--- START ---

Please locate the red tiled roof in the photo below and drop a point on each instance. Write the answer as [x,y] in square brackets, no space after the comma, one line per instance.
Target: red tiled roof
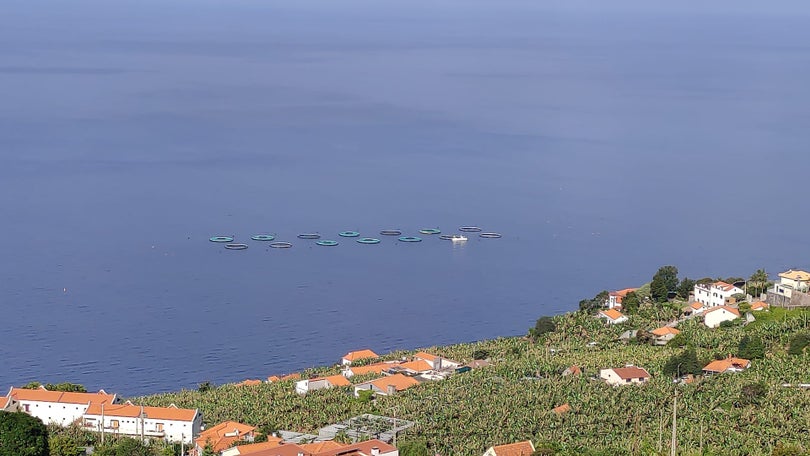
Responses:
[525,448]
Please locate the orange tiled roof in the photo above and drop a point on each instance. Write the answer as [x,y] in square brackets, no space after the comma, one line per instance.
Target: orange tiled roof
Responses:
[217,436]
[664,330]
[417,365]
[43,395]
[131,411]
[723,365]
[727,308]
[272,442]
[399,381]
[613,314]
[631,372]
[360,354]
[525,448]
[425,356]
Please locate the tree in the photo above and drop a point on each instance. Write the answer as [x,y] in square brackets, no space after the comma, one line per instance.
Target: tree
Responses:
[598,301]
[751,347]
[798,343]
[543,326]
[664,281]
[22,435]
[686,287]
[631,302]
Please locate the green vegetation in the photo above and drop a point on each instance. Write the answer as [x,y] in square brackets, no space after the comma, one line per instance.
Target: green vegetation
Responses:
[22,435]
[735,414]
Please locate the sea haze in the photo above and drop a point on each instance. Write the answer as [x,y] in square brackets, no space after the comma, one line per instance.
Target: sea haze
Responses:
[602,139]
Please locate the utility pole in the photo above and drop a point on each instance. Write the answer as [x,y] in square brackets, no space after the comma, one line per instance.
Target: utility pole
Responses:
[673,449]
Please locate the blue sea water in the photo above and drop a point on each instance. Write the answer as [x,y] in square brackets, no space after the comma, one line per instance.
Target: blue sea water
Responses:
[603,139]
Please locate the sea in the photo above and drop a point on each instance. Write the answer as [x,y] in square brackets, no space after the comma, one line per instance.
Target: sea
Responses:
[602,140]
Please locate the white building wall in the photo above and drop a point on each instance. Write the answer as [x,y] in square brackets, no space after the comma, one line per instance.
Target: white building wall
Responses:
[53,412]
[170,430]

--- END ---

Leaving out only the pictures, reproduce the listing exactly.

Please locate the red tiled roof in the photo below and drop a point on each instance. Write the answer as [x,y] in square brackets, no space after the comma, one line per instance.
Target: red tiled roof
Responses:
[525,448]
Please locate the orange tiled roof in the photo above and drop a point on each instance. Write the answer as [x,y] in square brackets, no space after the comma, one line per instance.
Target: orange tiled roof
Responses:
[217,436]
[664,330]
[417,365]
[43,395]
[131,411]
[723,365]
[727,308]
[272,442]
[399,381]
[613,314]
[631,372]
[360,354]
[525,448]
[425,356]
Please locate the tree in the photo above and drop a point on each instance. Write the answer as [x,y] in square brackets, no space after the comma, one line per instance.
Target: tree
Responses:
[598,301]
[751,347]
[798,343]
[543,326]
[664,281]
[22,435]
[686,287]
[631,302]
Please locate the green vegetation in the photo above and drop a point on each instance. Write the answer as [x,y] in square brackets, no space after the comma, one line per instance.
Target: green vegetation
Responses:
[22,435]
[735,414]
Please locate the sea haze in the photo above and drop a point on each instance. Write the answer as [x,y] in square brackets, no space after the comma, one line per instance.
Target: sea haze
Responses:
[602,139]
Please locate the utility pole in the photo above and drop a point on each instance. Write the answer as [x,y] in square brackets, no space after the comma, one line per instance.
Target: utility pole
Responses:
[673,449]
Please locate the blue sea water in the photo above and drop a point on each instance. Write the answer as [x,y] in square brackets, no space after the comma, one line per instance.
Target: blue sea water
Responses:
[603,139]
Please locate the sea in the photo above and drop a point on each instance. Write the answer as [x,y] in square brackets, no space after the comma, one line per instance.
Target: sea
Responses:
[602,140]
Please locate the white building wall in the photo above and drop a point on each instance. Write the answer as [x,y] in square brackets, no space after the comma, one line per instance.
Target: white building wall
Responses:
[53,412]
[170,430]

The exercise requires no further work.